**QUOTED PASSAGE:**
^^^^^^^^^^^^^^^^

The European Court of Human Rights on Tuesday ruled that Belgium failed to conduct a proper investigation into the circumstances of the 2012 euthanasia of Godelieva de Troyer on the grounds of “untreatable depression.”
The court found there was a violation of Article 2 of the European Convention on Human Rights that everyone’s right to life shall be protected by law.
The landmark euthanasia case was brought to the court in Strasbourg by Tom Mortier, de Troyer’s son. She died in 2012 after she had approached the country’s leading euthanasia advocate, who ultimately agreed to euthanize her despite being a cancer specialist.
Before her death by euthanasia at age 64, neither her son nor any family member was consulted.
The Court of Human Rights on Oct. 4 did not rule that there was any violation of Belgium’s legislative framework for the practice of euthanasia.
The judgment was with regard to the way in which the facts surrounding de Troyer’s euthanasia were handled by Belgium’s Federal Commission for the Control and Evaluation of Euthanasia and the promptness of a criminal trial following de Troyer’s death.
“Taking into account the crucial role played by the commission in the a posteriori control of euthanasia, the court considers that the control system established in the present case did not ensure its independence,” the ruling said.

^^^^^^^^^^^^^^^^

**DATA FOR ANALYSIS:**

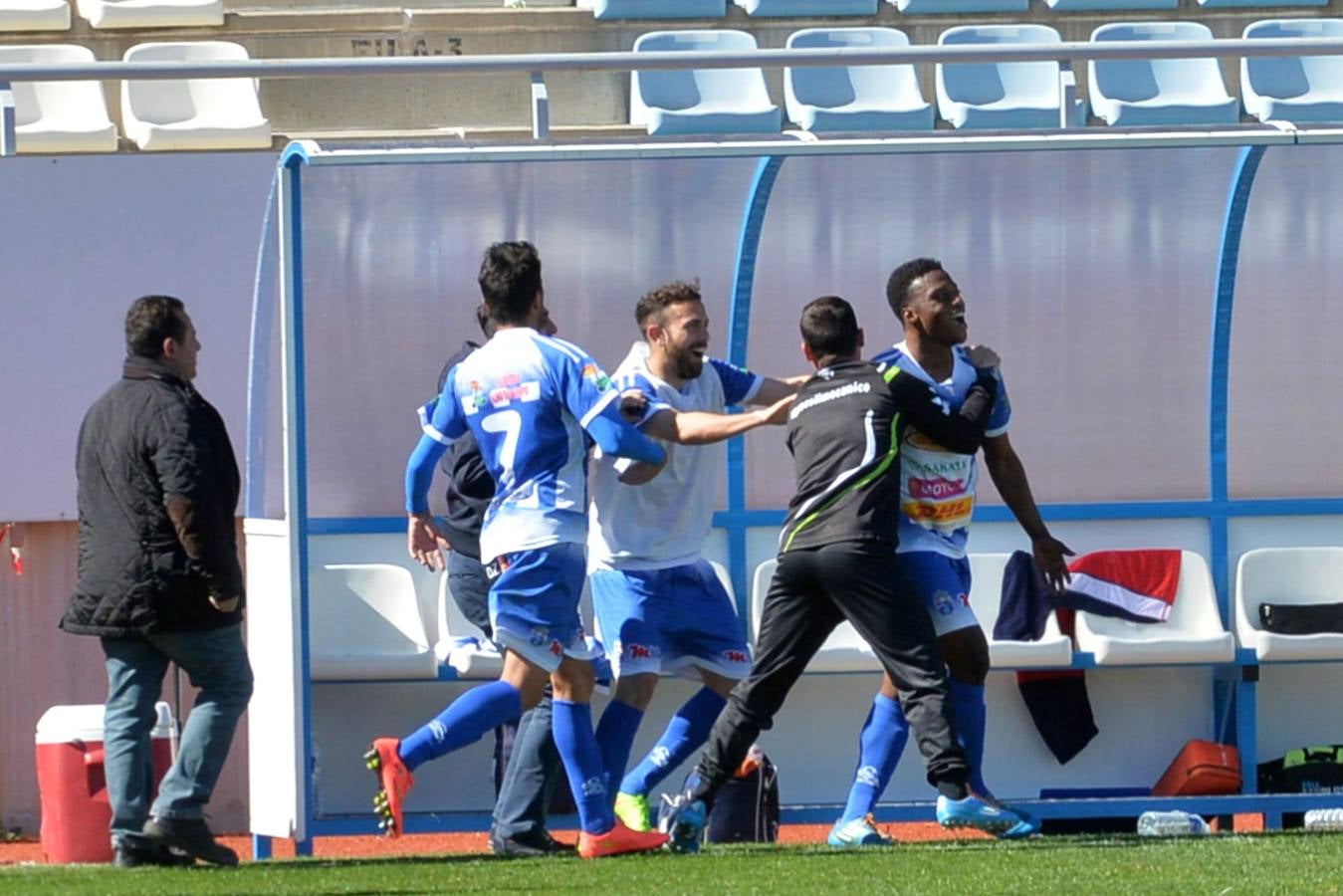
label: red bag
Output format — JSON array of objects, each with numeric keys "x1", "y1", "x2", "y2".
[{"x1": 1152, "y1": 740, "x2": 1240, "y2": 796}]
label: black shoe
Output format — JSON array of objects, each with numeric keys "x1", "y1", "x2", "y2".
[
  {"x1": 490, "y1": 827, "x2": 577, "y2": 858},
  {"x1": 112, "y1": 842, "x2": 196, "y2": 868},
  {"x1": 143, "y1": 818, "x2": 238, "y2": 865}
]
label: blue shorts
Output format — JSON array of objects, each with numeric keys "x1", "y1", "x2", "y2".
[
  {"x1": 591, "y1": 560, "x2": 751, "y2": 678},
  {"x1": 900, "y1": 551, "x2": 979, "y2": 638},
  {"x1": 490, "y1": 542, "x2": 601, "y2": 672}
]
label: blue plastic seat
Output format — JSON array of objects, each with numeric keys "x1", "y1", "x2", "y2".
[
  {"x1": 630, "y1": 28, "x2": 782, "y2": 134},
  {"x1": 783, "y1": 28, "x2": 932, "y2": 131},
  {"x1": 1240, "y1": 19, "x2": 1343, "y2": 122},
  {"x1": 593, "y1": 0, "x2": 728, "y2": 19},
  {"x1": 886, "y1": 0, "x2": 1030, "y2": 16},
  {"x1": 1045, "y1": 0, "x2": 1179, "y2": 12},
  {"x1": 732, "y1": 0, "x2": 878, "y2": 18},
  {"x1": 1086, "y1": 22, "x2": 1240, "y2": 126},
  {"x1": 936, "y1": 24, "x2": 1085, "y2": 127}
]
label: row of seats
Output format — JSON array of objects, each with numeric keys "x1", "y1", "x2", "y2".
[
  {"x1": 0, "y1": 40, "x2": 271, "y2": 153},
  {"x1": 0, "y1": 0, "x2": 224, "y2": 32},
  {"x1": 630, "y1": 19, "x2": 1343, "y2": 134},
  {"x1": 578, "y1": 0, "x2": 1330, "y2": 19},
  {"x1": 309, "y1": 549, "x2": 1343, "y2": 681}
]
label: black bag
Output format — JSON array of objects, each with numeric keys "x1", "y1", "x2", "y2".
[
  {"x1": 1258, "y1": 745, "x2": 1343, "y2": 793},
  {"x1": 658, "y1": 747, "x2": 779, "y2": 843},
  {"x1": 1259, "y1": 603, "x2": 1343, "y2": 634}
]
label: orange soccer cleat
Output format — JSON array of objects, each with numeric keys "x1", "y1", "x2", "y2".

^^^^^^^^^^^^^^^^

**TASK 1:** Render this sentence from the article about the euthanasia ruling in Spanish: "Before her death by euthanasia at age 64, neither her son nor any family member was consulted."
**TASK 2:** According to the article about the euthanasia ruling, which article of the European Convention on Human Rights did the court find Belgium had violated?
Rely only on the article about the euthanasia ruling, not on the lines.

**ANSWER SECTION 1:** Antes de su muerte por eutanasia a los 64 años, no se consultó ni a su hijo ni a ningún miembro de la familia.

**ANSWER SECTION 2:** Article 2